Please state how many lines below include the word "flower"; the reply should be the number only.

* Exercise materials

↓↓↓

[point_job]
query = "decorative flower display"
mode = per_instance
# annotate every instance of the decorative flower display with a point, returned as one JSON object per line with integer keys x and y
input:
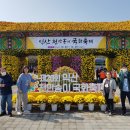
{"x": 87, "y": 68}
{"x": 101, "y": 100}
{"x": 31, "y": 99}
{"x": 116, "y": 99}
{"x": 63, "y": 70}
{"x": 54, "y": 99}
{"x": 75, "y": 64}
{"x": 56, "y": 60}
{"x": 41, "y": 99}
{"x": 79, "y": 98}
{"x": 44, "y": 64}
{"x": 91, "y": 98}
{"x": 66, "y": 99}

↑↑↑

* Exercise solution
2